Reading passage:

Start

Canine Confab

By Geraldine Cove-Print

I've Got A Little List.... I've Got A Little List

I've Got A Little List.... I've Got A Little List

My goodness the Judges Competency Framework is a maze of more “appropriate” words than you can shake a stick at!

I am reminded of that comedy sketch in Monty Python’s Meaning of Life, the Schoolmaster, played by John Cleese addresses his class “Now, before I begin the lesson, will those of you who are playing in the match this afternoon move your clothes down onto the lower peg immediately after lunch, before you write your letter home, if you're not getting your hair cut, unless you've got a younger brother who is going out this weekend as the guest of another boy, in which case, collect his note before lunch, put it in your letter after you've had your hair cut, and make sure he moves your clothes down onto the lower peg for you. Now,--“

I applaud the Kennel Club for their efforts to standardise Judging technique and all those “young thrusters” will be queuing up to tick their boxes and climb, what is clearly described as a ladder of levels. Will it change anything though? I think the answer has to be yes but not all wind of change is fresh and wholesome.

End

(Annotated coordinate records)
Start

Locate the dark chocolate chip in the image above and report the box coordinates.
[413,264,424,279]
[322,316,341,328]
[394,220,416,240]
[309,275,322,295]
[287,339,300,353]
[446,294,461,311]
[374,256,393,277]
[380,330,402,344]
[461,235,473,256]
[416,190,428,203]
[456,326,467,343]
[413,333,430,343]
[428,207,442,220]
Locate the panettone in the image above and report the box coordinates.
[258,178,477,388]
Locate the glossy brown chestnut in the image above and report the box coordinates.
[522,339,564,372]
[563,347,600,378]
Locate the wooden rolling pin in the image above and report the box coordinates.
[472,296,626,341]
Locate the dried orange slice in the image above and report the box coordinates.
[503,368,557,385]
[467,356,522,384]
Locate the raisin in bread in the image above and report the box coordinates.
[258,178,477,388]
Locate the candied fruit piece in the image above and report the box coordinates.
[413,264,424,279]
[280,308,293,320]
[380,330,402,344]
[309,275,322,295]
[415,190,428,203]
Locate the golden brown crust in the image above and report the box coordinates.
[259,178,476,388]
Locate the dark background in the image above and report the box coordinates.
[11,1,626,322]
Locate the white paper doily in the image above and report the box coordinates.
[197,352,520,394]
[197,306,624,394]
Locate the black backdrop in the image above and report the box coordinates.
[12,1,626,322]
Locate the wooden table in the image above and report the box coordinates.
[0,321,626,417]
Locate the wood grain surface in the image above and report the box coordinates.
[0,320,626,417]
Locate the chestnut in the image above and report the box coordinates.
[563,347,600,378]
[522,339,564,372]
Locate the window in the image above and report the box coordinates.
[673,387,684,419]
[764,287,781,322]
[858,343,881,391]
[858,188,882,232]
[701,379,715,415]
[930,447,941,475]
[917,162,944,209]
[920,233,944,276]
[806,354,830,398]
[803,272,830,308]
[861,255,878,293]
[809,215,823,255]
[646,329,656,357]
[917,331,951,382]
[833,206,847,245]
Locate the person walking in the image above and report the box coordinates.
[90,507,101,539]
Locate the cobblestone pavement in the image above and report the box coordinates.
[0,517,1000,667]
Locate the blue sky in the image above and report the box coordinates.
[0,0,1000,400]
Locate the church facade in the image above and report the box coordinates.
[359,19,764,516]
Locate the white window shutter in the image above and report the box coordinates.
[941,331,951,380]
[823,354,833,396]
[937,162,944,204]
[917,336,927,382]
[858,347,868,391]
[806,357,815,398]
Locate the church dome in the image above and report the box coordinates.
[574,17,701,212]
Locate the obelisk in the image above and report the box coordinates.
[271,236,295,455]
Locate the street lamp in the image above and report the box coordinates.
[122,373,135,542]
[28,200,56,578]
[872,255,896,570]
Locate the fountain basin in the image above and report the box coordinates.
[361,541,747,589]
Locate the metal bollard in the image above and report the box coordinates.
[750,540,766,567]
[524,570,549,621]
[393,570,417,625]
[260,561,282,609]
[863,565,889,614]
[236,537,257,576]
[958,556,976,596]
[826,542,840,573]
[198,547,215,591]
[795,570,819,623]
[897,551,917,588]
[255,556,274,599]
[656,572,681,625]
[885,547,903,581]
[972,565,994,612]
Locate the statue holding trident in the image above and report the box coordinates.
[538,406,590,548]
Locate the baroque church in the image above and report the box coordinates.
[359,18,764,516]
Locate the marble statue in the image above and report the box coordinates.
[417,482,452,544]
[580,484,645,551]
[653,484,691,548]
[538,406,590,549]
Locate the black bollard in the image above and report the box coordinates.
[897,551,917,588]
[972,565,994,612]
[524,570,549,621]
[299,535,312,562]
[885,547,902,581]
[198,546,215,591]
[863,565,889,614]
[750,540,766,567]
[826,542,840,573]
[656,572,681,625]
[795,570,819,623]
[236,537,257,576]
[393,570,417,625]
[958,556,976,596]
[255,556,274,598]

End

Actions to take:
1 - According to the Canine Confab column, who plays the Schoolmaster in the comedy sketch it recalls?
2 - Reproduce the stretch of the Canine Confab column from "By Geraldine Cove-Print" through "a stick at!".

Expected outputs:
1 - John Cleese.

2 -
By Geraldine Cove-Print

I've Got A Little List.... I've Got A Little List

I've Got A Little List.... I've Got A Little List

My goodness the Judges Competency Framework is a maze of more “appropriate” words than you can shake a stick at!